* **Directions for this task**:
Please pick out each line of the material below that contains the string "garden" and copy those lines. Case counts.

* **The records**:

###

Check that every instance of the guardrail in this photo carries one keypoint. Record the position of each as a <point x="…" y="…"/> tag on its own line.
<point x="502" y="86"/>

###

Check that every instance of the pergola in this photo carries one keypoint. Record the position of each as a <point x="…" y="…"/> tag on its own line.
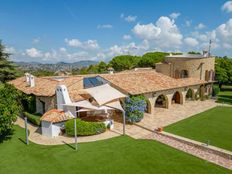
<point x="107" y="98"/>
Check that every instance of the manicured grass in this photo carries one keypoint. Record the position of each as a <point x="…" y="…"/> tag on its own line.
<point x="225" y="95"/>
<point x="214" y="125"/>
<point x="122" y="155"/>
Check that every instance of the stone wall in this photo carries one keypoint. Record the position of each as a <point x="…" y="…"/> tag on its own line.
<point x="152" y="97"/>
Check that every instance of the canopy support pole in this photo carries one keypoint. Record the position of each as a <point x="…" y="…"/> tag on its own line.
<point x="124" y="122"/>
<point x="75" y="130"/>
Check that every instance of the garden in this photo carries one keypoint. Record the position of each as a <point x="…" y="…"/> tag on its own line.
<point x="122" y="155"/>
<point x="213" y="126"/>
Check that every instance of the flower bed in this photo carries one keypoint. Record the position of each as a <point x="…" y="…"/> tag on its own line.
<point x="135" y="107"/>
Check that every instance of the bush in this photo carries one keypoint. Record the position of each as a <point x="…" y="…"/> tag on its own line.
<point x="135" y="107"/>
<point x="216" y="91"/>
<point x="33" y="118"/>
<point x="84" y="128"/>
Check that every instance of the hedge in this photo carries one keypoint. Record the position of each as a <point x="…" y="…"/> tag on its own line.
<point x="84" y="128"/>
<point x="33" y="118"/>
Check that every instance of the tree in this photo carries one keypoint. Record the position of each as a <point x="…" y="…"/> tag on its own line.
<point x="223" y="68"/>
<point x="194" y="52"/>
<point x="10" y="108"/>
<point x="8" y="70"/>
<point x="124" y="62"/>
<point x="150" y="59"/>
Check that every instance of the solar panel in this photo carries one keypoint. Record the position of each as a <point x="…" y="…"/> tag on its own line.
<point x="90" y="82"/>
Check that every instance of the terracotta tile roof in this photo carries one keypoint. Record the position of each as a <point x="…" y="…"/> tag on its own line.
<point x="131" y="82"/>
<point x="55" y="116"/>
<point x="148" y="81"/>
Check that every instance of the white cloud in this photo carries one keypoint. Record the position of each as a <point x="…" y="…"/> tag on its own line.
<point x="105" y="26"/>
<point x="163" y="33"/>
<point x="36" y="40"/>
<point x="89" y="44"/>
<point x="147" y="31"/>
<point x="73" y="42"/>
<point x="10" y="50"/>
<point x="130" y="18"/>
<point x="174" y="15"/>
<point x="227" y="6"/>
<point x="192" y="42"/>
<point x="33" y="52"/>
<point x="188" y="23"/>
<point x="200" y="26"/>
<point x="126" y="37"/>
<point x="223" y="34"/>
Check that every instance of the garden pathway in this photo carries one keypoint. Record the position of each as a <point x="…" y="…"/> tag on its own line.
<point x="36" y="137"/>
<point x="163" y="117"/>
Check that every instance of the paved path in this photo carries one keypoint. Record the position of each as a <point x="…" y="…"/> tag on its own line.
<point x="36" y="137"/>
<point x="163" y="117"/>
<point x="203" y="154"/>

###

* **Written solution**:
Check that every instance of the garden in this photo carries one keypoint. Record the position of each as a <point x="…" y="…"/> tag on its own line.
Check that every instance of the garden pathway in this photo carries one keypoint. Record the position of each as a <point x="…" y="…"/> tag on its own line.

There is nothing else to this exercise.